**What you need to do:**
Convert the listing below into a Markdown table with the columns "Row" and "Line", starting with the line containing "point_to MUST return one point per instance of the shallow" and going on through the end of the listing. Put a row number and one line in each row, and leave out blank lines.
START Provided data
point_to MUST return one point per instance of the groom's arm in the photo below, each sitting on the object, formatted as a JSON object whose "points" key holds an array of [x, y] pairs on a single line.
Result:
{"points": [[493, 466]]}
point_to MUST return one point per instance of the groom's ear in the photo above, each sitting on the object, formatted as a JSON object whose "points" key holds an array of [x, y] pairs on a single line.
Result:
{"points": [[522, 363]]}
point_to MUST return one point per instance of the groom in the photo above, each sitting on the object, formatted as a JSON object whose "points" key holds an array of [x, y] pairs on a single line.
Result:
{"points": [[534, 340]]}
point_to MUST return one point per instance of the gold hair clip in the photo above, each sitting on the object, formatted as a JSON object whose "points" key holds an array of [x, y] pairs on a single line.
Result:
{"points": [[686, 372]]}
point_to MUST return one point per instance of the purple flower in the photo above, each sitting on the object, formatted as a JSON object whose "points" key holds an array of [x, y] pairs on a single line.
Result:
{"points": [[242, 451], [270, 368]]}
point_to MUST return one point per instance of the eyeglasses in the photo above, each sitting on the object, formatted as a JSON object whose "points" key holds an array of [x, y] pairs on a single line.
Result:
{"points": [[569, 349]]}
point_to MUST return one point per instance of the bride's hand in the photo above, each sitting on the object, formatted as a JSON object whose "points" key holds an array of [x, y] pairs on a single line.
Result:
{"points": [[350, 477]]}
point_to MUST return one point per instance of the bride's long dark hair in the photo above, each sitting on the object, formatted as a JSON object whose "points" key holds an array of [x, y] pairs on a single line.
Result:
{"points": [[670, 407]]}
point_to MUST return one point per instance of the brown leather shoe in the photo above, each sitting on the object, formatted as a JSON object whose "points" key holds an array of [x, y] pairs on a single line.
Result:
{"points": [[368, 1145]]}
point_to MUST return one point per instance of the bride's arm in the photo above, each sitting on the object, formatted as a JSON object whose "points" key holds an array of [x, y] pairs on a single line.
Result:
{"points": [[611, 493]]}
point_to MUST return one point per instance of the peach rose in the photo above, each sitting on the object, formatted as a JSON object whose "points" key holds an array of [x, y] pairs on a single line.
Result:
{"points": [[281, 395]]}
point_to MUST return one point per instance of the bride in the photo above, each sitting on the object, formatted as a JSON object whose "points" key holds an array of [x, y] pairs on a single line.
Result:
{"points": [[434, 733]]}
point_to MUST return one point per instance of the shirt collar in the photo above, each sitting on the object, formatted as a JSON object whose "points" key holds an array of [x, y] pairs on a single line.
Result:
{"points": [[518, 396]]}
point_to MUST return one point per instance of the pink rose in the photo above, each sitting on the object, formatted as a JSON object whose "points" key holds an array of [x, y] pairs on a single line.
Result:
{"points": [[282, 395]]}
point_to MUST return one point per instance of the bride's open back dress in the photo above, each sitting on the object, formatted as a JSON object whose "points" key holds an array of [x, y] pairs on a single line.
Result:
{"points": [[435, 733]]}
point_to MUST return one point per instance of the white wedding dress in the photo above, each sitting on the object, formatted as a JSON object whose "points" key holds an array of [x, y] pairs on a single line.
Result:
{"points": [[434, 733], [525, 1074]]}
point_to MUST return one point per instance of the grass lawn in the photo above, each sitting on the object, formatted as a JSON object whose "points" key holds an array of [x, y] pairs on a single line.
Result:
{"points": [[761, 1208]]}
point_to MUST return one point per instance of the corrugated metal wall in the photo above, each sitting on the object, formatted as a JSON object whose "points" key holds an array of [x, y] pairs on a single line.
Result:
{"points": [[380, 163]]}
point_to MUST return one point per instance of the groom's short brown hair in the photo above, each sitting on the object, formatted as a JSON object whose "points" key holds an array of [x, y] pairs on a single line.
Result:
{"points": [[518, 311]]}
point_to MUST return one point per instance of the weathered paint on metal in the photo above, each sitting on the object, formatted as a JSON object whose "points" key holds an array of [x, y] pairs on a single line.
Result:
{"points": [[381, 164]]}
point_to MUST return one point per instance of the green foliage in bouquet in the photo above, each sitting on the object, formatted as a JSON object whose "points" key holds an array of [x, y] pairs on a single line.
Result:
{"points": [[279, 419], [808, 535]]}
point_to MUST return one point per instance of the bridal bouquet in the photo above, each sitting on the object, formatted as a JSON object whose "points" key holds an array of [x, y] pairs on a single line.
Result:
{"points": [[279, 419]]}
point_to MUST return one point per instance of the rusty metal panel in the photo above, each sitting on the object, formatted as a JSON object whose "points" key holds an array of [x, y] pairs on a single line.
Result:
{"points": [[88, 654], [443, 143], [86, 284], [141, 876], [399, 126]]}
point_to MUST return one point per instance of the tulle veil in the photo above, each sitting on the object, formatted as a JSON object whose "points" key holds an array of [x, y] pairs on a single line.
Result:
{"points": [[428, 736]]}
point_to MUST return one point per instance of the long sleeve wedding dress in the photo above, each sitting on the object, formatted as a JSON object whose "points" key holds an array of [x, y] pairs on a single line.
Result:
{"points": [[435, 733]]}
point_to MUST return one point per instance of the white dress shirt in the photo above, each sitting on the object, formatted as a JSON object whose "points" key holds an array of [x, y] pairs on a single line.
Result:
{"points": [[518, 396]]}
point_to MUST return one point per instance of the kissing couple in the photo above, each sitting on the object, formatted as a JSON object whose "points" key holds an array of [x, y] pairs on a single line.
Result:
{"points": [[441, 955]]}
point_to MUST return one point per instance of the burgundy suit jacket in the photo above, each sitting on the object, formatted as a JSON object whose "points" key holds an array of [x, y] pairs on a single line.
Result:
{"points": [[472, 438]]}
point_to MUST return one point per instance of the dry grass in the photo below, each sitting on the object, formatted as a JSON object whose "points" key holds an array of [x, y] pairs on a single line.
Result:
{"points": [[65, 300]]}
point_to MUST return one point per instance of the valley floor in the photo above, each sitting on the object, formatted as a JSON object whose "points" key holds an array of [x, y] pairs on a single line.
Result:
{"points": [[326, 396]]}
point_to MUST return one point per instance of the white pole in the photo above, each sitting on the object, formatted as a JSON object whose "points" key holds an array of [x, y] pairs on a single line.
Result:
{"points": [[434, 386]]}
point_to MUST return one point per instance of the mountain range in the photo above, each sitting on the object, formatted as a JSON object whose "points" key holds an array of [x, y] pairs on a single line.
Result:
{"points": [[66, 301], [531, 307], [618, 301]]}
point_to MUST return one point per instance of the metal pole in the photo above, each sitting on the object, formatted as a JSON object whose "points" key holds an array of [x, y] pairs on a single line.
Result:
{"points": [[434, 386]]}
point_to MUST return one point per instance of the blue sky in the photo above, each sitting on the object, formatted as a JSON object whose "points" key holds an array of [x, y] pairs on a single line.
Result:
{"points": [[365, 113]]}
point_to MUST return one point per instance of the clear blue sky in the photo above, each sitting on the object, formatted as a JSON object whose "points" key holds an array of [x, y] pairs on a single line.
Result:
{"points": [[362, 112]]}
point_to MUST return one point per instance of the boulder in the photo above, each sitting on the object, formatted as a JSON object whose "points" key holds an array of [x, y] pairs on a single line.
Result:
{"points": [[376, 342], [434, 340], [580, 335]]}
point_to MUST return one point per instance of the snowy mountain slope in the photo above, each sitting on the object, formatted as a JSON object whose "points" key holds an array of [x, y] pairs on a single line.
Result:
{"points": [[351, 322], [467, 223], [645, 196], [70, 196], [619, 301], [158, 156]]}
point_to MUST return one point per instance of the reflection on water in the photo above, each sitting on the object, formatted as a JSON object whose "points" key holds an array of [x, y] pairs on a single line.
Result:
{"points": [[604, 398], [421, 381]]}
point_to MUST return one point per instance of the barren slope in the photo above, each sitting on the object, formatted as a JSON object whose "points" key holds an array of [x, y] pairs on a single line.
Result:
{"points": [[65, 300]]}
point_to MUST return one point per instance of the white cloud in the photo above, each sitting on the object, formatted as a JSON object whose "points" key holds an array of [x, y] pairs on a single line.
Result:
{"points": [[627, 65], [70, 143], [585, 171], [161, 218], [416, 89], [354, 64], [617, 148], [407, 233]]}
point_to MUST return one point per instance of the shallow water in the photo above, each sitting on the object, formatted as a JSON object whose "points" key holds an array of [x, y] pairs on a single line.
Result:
END Provided data
**The reply:**
| Row | Line |
|---|---|
| 1 | point_to MUST return one point per instance of the shallow water in the photo above, each sitting on the object, formatted as a JSON object whose "points" key holds an array of [x, y] pairs on a single line. |
| 2 | Result: |